Blackfall - Crawler of Deeds #1

The Problem

I met with local community group to discuss an issue they were having in traversing a county-run website. It’s a story most anyone who has interacted with a deeds or records related government site: it’s time consuming, it’s a terrible user experience, and it’s difficult to answer anything but the simplest questions with the information it provides. What started as a simple scraping program turned into something a lot more interesting, so I decided to keep track of the obstacles and technologies I’m using to solve this issue.

Iterative Development

To start things off I got a handful of use cases and went through the site myself. It was extremely time consuming – each ID I needed to look up and gather information on took about 2 to 5 minutes end-to-end. Sifting through the site a few things were clear:

The URL never changed. Which was an extra twist of the knife because it was a damn IP url: http://162.217.184.82/i2/default.aspx?AspxAutoDetectCookieSupport=1
Tons of one-off JS scripts were central to this ASP.Net 2.0 application (old, deprecated version as of a decade ago)
Huge POST payloads thick with stateful information, and sometimes callbacks that required a redirect
A simple series of GET\POST scripts would not do the trick

I wanted to get a foundation of what automating some of these searches would look like. Enter the main tool I was familiar with to automate searching through a site: Selenium. I wrote a quick and dirty python script to get my feet wet. It was pretty rough: a gaggle of IDs and Xpaths, clicks, and waiting for the js to populate some box on the page. Eventually I trudged through to a solution with a Selenium webdriver that could only use Chrome.

The rough script of Selenium in python looked like this:

                      
                        def search_record_of_deeds_pin(self, rawPin, fileLock):
                      
                          driver = self.driver
                      
                          driver.delete_all_cookies()
                      
                          driver.get(self.base_url + "/i2/default.aspx?AspxAutoDetectCookieSupport=1")
                      
                          pin = rawPin.split("-")
                      
                          log("Collecting data for PIN {}".format(rawPin))

■ GIVEN DATA:
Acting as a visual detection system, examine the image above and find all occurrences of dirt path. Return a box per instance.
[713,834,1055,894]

■ WORK TO COMPLETE:
A – According to the write-up on scraping the county deeds website, how long did looking up and gathering information on each ID take by hand?
B – Go on with the write-up on scraping the county deeds website, starting right after its last line of code.
The lines above have no connection to the write-up on scraping the county deeds website.

■ REPLIES:
A – Each ID took about 2 to 5 minutes end-to-end.

B –
                          # Enter pin and search
                      
                          for i in range(5):
                      
                              elemName = "SearchFormEx1_PINTextBox" + str(i)
                      
                              driver.find_element_by_id(elemName).send_keys(pin[i])
                      
                          driver.find_element_by_id("SearchFormEx1_btnSearch").click()
                      
                          # Get all result rows
                      
                          searchResults = driver.find_elements_by_class_name("DataGridRow") + driver.find_elements_by_class_name("DataGridAlternatingRow")
                      
                          jsDocLinks = []
                      
                          # Iterate each row, and extract the necessary javascript to run to get each document's details
                      
                          for element in searchResults:
                      
                              docTypeChild = element.find_element_by_xpath('.//td[4]/a')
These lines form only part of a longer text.